EXCERPTED DATA.

——————————

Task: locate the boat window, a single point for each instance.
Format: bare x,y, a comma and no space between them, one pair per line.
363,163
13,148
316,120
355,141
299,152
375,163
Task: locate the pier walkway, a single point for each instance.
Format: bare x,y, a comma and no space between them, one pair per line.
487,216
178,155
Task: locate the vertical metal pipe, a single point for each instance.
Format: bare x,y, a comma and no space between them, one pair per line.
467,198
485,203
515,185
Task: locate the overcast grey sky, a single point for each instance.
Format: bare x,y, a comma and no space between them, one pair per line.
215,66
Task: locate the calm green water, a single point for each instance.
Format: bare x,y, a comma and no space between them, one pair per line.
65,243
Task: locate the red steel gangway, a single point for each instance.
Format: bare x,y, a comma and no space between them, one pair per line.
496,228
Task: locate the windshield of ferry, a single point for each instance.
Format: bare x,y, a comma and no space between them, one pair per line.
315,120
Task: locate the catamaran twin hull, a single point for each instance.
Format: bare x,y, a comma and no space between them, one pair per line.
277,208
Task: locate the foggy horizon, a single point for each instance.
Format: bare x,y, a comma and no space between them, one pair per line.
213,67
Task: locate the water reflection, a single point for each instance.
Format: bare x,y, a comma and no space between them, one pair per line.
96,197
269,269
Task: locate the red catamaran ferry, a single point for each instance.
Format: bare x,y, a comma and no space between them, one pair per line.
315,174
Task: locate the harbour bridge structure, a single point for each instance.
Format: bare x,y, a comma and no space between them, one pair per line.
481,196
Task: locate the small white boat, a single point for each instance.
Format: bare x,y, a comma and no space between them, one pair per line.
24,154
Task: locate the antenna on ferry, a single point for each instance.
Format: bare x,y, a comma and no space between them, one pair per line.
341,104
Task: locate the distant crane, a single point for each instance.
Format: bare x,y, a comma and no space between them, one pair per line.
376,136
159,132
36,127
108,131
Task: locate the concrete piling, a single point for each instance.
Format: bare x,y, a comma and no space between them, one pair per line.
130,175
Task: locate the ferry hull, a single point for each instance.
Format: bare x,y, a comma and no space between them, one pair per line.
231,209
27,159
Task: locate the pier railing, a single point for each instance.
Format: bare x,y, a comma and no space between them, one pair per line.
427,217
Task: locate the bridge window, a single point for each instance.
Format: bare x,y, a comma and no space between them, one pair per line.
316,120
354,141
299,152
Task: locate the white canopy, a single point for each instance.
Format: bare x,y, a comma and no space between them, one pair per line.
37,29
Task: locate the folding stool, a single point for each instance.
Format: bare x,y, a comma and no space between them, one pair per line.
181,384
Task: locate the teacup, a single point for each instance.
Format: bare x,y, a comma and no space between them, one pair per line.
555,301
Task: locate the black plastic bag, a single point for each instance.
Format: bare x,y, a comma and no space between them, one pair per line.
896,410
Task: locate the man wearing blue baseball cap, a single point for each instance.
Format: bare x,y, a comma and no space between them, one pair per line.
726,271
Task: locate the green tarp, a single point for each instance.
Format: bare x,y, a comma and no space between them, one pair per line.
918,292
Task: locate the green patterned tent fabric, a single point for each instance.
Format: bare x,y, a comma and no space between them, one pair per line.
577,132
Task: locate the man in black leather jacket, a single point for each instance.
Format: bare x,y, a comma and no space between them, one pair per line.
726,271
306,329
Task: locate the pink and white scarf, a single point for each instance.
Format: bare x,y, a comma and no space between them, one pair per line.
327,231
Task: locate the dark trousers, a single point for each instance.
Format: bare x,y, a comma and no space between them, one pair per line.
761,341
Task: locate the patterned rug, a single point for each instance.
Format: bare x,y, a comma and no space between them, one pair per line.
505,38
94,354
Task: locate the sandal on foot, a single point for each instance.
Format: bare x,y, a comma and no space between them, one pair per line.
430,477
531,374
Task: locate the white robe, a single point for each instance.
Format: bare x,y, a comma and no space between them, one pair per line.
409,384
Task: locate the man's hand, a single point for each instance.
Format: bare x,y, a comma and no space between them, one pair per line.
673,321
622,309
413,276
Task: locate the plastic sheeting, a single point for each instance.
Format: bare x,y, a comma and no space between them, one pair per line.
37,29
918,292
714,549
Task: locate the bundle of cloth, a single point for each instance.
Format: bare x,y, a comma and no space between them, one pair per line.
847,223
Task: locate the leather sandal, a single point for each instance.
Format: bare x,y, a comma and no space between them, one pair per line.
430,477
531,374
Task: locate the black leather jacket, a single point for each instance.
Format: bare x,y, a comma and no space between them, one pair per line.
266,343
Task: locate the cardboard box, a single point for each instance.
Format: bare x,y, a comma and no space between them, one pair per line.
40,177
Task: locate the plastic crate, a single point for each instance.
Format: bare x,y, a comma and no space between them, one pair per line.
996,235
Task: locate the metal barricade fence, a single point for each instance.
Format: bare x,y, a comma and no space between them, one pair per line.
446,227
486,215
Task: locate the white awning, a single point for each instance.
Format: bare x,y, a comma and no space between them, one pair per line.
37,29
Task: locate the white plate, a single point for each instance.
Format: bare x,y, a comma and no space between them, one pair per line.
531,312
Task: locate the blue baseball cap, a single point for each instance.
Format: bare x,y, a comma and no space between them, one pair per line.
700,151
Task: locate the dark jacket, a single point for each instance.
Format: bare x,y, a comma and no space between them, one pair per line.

——————————

WHAT IS NEEDED. Could you write out every line of the listing again, starting with the line containing "Task: locate the white plate, a" and going on through the final line of the listing, and add -145 to each x and y coordinate in the answer points?

TASK OUTPUT.
Task: locate the white plate, a single point for each instance.
Format: bare x,y, a comma and no space between them, one pair per line.
386,167
Task: locate the blue baseball cap, a single point for each instance.
Format: bare x,y, a comma and no space between them, one pair per line.
555,6
Task: locate the dark jacket, a single point for each instance.
Format: bare x,y, a comma and no space between them, one pair per line.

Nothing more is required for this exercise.